● **Document section**:
•••

Example: [1, 2, 3, 2, 4, 3, 5] → [2, 3]
Show Answer
FUNCTION find_duplicates(numbers)
INPUT: list of numbers
OUTPUT: list of numbers that appear more than once (each listed once)
SET seen TO empty set
SET duplicates TO empty set
FOR each number IN numbers
IF number IS IN seen
ADD number TO duplicates
ELSE
ADD number TO seen
ENDIF
ENDFOR
RETURN duplicates as a list
ENDFUNCTION
Python translation:
def find_duplicates(numbers):
seen = set()
duplicates = set()
for number in numbers:
if number in seen:
duplicates.add(number)
else:
seen.add(number)
return list(duplicates)
# Output:
print(find_duplicates([1, 2, 3, 2, 4, 3, 5])) # [2, 3] (order may vary)
print(find_duplicates([1, 1, 1])) # [1]
print(find_duplicates([1, 2, 3])) # []
Key insight: using two sets (seen and duplicates) is the correct state model. Using a single counter dict is also valid - the pseudocode would then be: SET counts TO empty dictionary, FOR each number: INCREMENT counts[number], FOR each key IN counts: IF counts[key] > 1: ADD to duplicates.
Level 2 - Debug the Pseudocode
Problem: This pseudocode has a logic bug. Find it and fix it.
FUNCTION calculate_cart_total(cart)
SET total TO first_item.price ← initialized to first item
FOR each item IN cart
ADD item.price TO total
ENDFOR
RETURN total
ENDFUNCTION
Example run with cart = [{price: 10}, {price: 20}, {price: 30}]: the function returns 70 instead of the correct 60.
Show Answer
The Bug: total is initialized to first_item.price (the price of the first item). Then the FOR loop iterates over ALL items in the cart including the first item, which means the first item's price is counted twice: once during initialization and once during the loop iteration.

•••

● **Source records**:

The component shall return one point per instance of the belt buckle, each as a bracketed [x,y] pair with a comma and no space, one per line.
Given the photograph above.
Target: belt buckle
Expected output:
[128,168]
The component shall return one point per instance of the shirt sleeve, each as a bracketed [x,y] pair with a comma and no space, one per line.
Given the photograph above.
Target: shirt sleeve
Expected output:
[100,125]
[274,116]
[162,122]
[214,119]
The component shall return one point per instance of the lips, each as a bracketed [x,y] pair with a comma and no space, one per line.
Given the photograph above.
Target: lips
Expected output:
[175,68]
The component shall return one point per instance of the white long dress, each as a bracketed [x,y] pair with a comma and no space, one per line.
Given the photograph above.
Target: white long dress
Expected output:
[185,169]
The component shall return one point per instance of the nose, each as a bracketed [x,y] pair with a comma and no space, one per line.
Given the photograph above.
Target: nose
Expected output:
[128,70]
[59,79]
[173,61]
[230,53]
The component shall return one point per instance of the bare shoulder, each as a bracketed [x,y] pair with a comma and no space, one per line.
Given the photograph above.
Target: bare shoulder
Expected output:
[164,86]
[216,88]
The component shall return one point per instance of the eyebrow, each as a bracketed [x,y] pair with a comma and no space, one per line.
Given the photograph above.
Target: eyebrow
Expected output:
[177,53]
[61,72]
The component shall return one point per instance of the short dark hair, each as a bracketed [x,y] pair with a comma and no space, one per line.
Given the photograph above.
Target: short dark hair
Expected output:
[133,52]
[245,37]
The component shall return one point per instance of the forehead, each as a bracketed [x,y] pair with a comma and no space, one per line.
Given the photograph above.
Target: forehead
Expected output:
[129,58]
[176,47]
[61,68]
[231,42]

•••

● **Task A**:
Change "photograph" to "image" in the records, starting at the line that contains "The component shall return one point per instance of the short" and ending at the end of the records, with everything else left as it is. Return only those lines.
● **Task B**:
Write what follows next in the pseudocode tutorial, picking up after its last sentence.

● **Task output A**:
The component shall return one point per instance of the short dark hair, each as a bracketed [x,y] pair with a comma and no space, one per line.
Given the image above.
Target: short dark hair
Expected output:
[133,52]
[245,37]
The component shall return one point per instance of the forehead, each as a bracketed [x,y] pair with a comma and no space, one per line.
Given the image above.
Target: forehead
Expected output:
[129,58]
[176,47]
[61,68]
[231,42]

● **Task output B**:
The Fix:
FUNCTION calculate_cart_total(cart)
SET total TO 0 ← initialize to zero, not to first item
FOR each item IN cart
ADD item.price TO total
ENDFOR
RETURN total
ENDFUNCTION
Python demonstration:
# Buggy version
def calculate_total_buggy(cart):
total = cart[0]["price"] # Bug: first item counted twice
for item in cart:
total += item["price"]
return total
# Fixed version
def calculate_total_fixed(cart):
total = 0 # Correct: initialize to zero
for item in cart:
total += item["price"]
return total
cart = [{"price": 10}, {"price": 20}, {"price": 30}]
print(calculate_total_buggy(cart)) # 70 (wrong - 10 counted twice)
print(calculate_total_fixed(cart)) # 60 (correct)
This is a state initialization bug. It is caught immediately when you write pseudocode because you are forced to explicitly write the initial value. In code, total = cart[0]["price"] looks plausible and linters will not flag it.
Level 3 - Design Challenge
Problem: Design pseudocode for a priority task scheduler with the following requirements:
- Tasks have a name, a priority level (1=low, 5=high), and optional dependencies (a list of task names that must complete first)
- The scheduler should always run the highest-priority task whose dependencies are all completed
- If no runnable tasks remain, report the blocked tasks and their unmet dependencies
- Each task has a timeout in seconds; if it exceeds the timeout, mark it as failed and log the failure
- The system should run until all tasks are complete or all remaining tasks are blocked
Show Answer
FUNCTION run_task_scheduler(task_list)
INPUT: list of tasks, each with {name, priority, dependencies, timeout_seconds}
OUTPUT: final status report of all tasks
SET completed_tasks TO empty set
SET failed_tasks TO empty set
SET pending_tasks TO task_list (copy)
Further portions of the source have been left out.